◆ YOUR TASK
How many lines in the data below contain the string "coords"? Case counts. Give only the number.

====== DATASET ======

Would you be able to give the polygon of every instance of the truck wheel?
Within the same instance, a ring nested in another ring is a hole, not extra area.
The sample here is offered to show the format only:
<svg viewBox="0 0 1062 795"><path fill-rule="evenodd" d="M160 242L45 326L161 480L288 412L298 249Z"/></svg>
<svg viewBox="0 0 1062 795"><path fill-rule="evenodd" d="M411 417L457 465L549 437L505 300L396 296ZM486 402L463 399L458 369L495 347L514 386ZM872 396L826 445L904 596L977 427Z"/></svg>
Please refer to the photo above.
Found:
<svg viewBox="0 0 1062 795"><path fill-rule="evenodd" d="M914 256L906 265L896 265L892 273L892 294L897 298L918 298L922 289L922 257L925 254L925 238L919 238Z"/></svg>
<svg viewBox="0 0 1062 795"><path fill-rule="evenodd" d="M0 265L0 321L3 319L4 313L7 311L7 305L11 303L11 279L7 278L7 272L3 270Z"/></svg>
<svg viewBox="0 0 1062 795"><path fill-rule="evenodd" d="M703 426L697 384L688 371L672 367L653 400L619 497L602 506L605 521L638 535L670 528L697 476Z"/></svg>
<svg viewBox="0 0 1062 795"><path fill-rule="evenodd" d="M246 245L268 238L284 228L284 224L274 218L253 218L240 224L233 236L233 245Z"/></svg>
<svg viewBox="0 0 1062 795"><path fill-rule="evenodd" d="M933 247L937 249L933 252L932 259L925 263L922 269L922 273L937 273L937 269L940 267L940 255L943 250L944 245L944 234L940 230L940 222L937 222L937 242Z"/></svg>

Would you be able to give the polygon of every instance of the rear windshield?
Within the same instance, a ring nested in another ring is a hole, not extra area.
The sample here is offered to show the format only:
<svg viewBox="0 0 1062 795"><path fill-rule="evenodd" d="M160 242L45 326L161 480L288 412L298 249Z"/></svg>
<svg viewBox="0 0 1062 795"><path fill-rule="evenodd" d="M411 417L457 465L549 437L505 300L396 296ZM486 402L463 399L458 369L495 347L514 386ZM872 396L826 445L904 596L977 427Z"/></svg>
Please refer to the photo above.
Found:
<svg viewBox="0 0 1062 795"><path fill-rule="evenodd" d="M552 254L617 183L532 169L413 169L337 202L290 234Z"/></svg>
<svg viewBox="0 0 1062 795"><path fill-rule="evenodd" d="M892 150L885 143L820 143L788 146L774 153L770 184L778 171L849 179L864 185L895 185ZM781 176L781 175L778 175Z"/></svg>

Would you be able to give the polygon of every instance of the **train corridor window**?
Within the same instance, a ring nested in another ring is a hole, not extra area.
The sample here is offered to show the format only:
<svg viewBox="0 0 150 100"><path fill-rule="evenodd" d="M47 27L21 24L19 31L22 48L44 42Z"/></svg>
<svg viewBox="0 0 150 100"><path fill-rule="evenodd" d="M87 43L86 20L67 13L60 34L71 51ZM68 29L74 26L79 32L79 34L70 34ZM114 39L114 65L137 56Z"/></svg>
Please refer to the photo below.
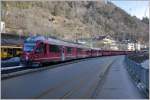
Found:
<svg viewBox="0 0 150 100"><path fill-rule="evenodd" d="M68 48L67 48L67 53L71 54L71 51L72 51L72 48L71 48L71 47L68 47Z"/></svg>
<svg viewBox="0 0 150 100"><path fill-rule="evenodd" d="M57 45L49 45L49 52L60 52L60 48Z"/></svg>

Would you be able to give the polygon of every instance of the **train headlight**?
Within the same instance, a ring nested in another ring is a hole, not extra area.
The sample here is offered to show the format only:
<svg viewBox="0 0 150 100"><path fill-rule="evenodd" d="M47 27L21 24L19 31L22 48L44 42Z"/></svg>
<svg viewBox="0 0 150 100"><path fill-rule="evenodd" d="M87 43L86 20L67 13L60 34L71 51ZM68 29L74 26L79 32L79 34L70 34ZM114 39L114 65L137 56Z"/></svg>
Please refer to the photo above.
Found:
<svg viewBox="0 0 150 100"><path fill-rule="evenodd" d="M29 57L28 56L26 56L26 60L28 60L29 59Z"/></svg>

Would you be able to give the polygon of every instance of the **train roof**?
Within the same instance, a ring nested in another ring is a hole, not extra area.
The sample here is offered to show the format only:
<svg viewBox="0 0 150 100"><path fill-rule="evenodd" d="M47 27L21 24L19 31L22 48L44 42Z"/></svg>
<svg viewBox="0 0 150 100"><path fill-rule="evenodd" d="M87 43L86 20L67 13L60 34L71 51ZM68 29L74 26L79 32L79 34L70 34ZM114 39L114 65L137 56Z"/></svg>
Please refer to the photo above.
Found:
<svg viewBox="0 0 150 100"><path fill-rule="evenodd" d="M33 36L29 37L26 39L25 42L36 42L36 41L43 41L43 42L48 42L50 44L55 44L55 45L63 45L63 46L68 46L68 47L77 47L77 48L86 48L86 49L91 49L85 45L77 44L77 43L71 43L71 42L66 42L63 40L58 40L58 39L53 39L53 38L46 38L44 36Z"/></svg>

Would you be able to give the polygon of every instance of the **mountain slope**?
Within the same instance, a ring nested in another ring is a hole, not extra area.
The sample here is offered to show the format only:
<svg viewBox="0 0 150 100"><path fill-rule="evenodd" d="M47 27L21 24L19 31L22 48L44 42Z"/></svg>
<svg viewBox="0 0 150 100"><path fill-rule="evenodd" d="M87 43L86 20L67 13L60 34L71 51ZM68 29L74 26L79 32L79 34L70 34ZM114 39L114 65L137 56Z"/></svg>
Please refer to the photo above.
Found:
<svg viewBox="0 0 150 100"><path fill-rule="evenodd" d="M148 42L148 24L103 1L3 1L7 32L45 34L66 40L110 35Z"/></svg>

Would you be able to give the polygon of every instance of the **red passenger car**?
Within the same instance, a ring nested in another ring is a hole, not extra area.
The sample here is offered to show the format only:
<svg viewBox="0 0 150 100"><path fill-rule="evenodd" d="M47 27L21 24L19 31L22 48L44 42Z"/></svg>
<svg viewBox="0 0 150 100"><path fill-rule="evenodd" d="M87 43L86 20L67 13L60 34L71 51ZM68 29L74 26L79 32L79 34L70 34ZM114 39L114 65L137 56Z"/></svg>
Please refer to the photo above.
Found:
<svg viewBox="0 0 150 100"><path fill-rule="evenodd" d="M128 53L131 52L105 51L43 36L34 36L25 40L21 62L26 66L40 66L46 62Z"/></svg>

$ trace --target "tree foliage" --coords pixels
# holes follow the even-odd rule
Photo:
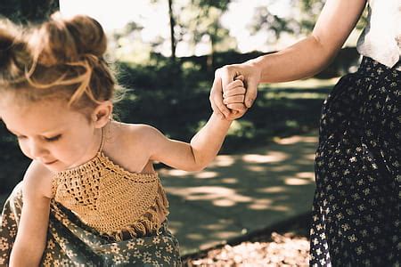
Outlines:
[[[0,2],[0,14],[16,23],[40,22],[59,10],[59,0],[2,0]]]

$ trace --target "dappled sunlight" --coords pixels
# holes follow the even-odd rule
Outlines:
[[[256,199],[252,204],[248,206],[251,209],[268,209],[272,206],[273,200],[270,198]]]
[[[248,170],[254,172],[254,173],[262,173],[266,172],[266,166],[245,166]]]
[[[217,172],[200,172],[197,174],[195,174],[196,178],[199,179],[210,179],[210,178],[215,178],[218,175],[218,174]]]
[[[221,155],[218,156],[210,166],[218,167],[226,167],[233,165],[234,163],[235,163],[234,157],[228,155]]]
[[[315,173],[313,172],[302,172],[298,173],[297,178],[308,179],[310,181],[315,181]]]
[[[238,183],[238,179],[236,179],[236,178],[224,178],[224,179],[221,180],[221,182],[223,183],[233,184],[233,183]]]
[[[299,178],[286,178],[284,182],[288,185],[305,185],[310,183],[310,182]]]
[[[272,186],[258,189],[257,191],[261,193],[282,193],[286,190],[284,186]]]
[[[181,196],[187,200],[215,200],[228,199],[237,202],[250,202],[252,198],[235,192],[235,190],[221,186],[199,186],[193,188],[169,188],[170,194]]]
[[[282,145],[294,144],[299,142],[315,143],[317,142],[317,137],[294,135],[288,138],[275,139],[274,141]]]
[[[279,151],[270,151],[267,155],[248,154],[242,157],[247,163],[271,163],[279,162],[288,158],[288,155]]]
[[[182,170],[167,170],[165,173],[167,173],[167,174],[171,175],[171,176],[185,176],[188,174],[188,172],[185,171],[182,171]]]
[[[275,139],[242,155],[217,156],[203,172],[160,170],[170,220],[185,218],[174,225],[183,253],[310,211],[316,142],[315,134]]]

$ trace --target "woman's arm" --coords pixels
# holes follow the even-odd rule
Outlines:
[[[50,172],[33,161],[23,180],[23,206],[17,237],[10,257],[11,267],[38,266],[46,243],[50,198]],[[47,185],[44,185],[46,182]],[[50,185],[51,186],[51,185]]]
[[[237,101],[243,102],[245,88],[241,80],[228,87],[239,92]],[[151,151],[150,159],[162,162],[176,169],[200,171],[217,156],[232,121],[213,113],[206,125],[192,137],[190,143],[170,140],[155,128],[146,126],[143,133]]]
[[[249,62],[262,70],[259,82],[293,81],[323,69],[341,49],[365,4],[365,0],[327,0],[311,36]]]
[[[239,74],[245,77],[245,105],[250,108],[259,83],[297,80],[323,69],[347,40],[365,4],[366,0],[327,0],[308,37],[278,53],[217,69],[215,79],[219,83],[215,83],[210,93],[214,111],[230,119],[236,117],[221,101],[221,94],[225,92],[227,83]]]

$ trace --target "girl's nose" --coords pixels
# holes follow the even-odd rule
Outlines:
[[[43,158],[43,156],[48,153],[44,145],[37,141],[32,141],[29,149],[30,156],[32,157],[32,158],[36,159]]]

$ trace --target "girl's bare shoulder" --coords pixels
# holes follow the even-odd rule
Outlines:
[[[143,124],[111,122],[106,128],[104,152],[114,163],[132,173],[149,172],[154,136],[160,132]]]
[[[23,179],[23,192],[33,198],[52,198],[52,184],[54,173],[47,169],[43,164],[32,160]]]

======

◆ TASK ANSWER
5